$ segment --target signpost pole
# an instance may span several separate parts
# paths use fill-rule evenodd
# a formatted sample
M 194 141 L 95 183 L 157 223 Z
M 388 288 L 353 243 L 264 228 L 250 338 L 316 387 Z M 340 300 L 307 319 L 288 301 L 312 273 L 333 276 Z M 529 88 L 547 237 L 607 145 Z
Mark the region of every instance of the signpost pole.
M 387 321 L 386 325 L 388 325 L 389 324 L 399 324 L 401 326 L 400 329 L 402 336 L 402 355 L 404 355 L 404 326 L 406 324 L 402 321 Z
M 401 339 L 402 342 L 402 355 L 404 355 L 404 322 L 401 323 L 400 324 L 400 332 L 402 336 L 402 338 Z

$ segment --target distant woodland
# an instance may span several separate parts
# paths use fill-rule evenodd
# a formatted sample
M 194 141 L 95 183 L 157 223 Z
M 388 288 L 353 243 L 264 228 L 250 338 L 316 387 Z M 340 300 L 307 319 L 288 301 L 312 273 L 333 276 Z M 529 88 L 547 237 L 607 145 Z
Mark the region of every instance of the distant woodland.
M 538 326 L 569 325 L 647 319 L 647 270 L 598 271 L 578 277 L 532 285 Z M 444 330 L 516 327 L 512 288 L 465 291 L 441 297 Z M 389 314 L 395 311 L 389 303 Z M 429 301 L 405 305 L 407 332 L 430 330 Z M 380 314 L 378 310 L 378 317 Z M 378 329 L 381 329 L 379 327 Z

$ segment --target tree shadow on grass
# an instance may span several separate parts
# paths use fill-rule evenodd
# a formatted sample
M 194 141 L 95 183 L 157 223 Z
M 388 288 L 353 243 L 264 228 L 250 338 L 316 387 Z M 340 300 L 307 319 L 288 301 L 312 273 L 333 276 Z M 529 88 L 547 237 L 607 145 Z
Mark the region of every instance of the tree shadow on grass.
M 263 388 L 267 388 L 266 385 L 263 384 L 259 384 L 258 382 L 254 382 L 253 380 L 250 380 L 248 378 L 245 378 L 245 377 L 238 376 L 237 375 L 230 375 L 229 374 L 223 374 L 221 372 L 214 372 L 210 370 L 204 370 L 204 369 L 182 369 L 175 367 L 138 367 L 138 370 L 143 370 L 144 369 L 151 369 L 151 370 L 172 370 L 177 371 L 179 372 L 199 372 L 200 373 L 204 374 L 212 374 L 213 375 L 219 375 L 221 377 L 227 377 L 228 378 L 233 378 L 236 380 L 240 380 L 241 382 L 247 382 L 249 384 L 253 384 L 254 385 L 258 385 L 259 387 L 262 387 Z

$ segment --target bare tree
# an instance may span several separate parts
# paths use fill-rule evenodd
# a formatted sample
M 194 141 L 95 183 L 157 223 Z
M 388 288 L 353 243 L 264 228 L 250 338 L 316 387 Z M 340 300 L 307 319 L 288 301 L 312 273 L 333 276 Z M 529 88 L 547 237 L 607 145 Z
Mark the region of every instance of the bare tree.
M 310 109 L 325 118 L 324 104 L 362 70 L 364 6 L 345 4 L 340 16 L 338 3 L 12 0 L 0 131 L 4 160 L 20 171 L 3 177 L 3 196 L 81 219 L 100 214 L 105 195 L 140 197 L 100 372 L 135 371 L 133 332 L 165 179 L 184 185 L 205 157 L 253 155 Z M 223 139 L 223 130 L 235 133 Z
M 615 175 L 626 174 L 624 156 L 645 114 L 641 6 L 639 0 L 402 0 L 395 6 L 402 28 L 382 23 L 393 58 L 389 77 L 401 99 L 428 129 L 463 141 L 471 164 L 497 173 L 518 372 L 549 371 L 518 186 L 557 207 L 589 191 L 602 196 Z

### THE EXERCISE:
Rewrite the listing above, replacing every occurrence of "Mark the region" with "Outline the area" and leaving everything else unchanged.

### ANSWER FOR THE TASK:
$ segment --target signpost pole
# an instance may span several separate parts
# paths use fill-rule evenodd
# a formatted sample
M 194 141 L 95 183 L 157 223 Z
M 388 288 L 353 243 L 264 228 L 250 338 L 316 387 Z M 340 300 L 307 319 L 288 301 L 312 273 L 333 276 Z M 529 88 L 547 237 L 607 145 Z
Outline the area of every instance of the signpost pole.
M 387 321 L 386 325 L 388 325 L 389 324 L 399 324 L 401 326 L 400 329 L 402 336 L 402 355 L 404 355 L 404 326 L 406 324 L 402 321 Z
M 401 339 L 402 342 L 402 355 L 404 355 L 404 322 L 401 323 L 400 324 L 400 332 L 402 336 L 402 338 Z

$ segment --target distant woodland
# an instance may span several separate parts
# paths use fill-rule evenodd
# a formatted sample
M 194 141 L 95 183 L 157 223 Z
M 388 288 L 353 243 L 264 228 L 250 338 L 316 387 Z M 340 300 L 307 319 L 288 301 L 312 273 L 333 276 Z M 529 88 L 547 237 L 607 145 Z
Outline the area of every instance of the distant woodland.
M 538 326 L 569 325 L 647 319 L 647 270 L 598 271 L 578 277 L 532 285 Z M 444 330 L 516 327 L 512 288 L 465 291 L 441 297 Z M 389 314 L 395 311 L 389 303 Z M 429 301 L 405 305 L 407 332 L 430 330 Z M 380 314 L 378 310 L 378 317 Z M 378 329 L 381 329 L 379 327 Z

$ segment --target tree shadow on grass
# an instance may span several separate parts
# paths use fill-rule evenodd
# a formatted sample
M 194 141 L 95 183 L 157 223 Z
M 388 288 L 353 243 L 264 228 L 250 338 L 316 387 Z M 340 300 L 307 319 L 288 301 L 312 273 L 333 276 Z M 529 88 L 547 237 L 607 145 Z
Outline the area of every instance of the tree shadow on grass.
M 263 388 L 267 388 L 266 385 L 263 384 L 259 384 L 258 382 L 254 382 L 253 380 L 250 380 L 248 378 L 245 378 L 245 377 L 238 376 L 237 375 L 230 375 L 229 374 L 223 374 L 221 372 L 214 372 L 210 370 L 204 370 L 204 369 L 182 369 L 175 367 L 138 367 L 138 370 L 143 370 L 144 369 L 151 369 L 151 370 L 172 370 L 177 371 L 179 372 L 199 372 L 200 373 L 204 374 L 212 374 L 213 375 L 219 375 L 221 377 L 227 377 L 228 378 L 233 378 L 236 380 L 240 380 L 241 382 L 247 382 L 249 384 L 253 384 L 254 385 L 258 385 L 259 387 L 262 387 Z

$ segment --target bare tree
# an instance may span several separate parts
# paths use fill-rule evenodd
# a formatted sample
M 194 141 L 95 183 L 157 223 Z
M 388 288 L 353 243 L 264 228 L 250 338 L 316 387 Z M 340 300 L 307 319 L 288 301 L 312 273 L 333 276 Z M 529 88 L 547 237 L 607 145 Z
Outline the area of every instance of the bare tree.
M 310 109 L 325 118 L 324 104 L 362 70 L 364 6 L 345 4 L 340 16 L 338 3 L 12 0 L 0 131 L 4 160 L 20 171 L 3 177 L 3 196 L 81 219 L 100 214 L 105 195 L 140 197 L 100 372 L 135 371 L 133 332 L 165 179 L 184 185 L 205 157 L 253 155 Z M 223 139 L 223 130 L 235 133 Z
M 615 175 L 626 174 L 624 156 L 645 114 L 641 6 L 639 0 L 402 0 L 395 6 L 402 28 L 382 23 L 393 58 L 389 77 L 401 99 L 428 129 L 463 141 L 471 164 L 497 173 L 518 372 L 549 371 L 518 186 L 557 207 L 589 191 L 602 196 Z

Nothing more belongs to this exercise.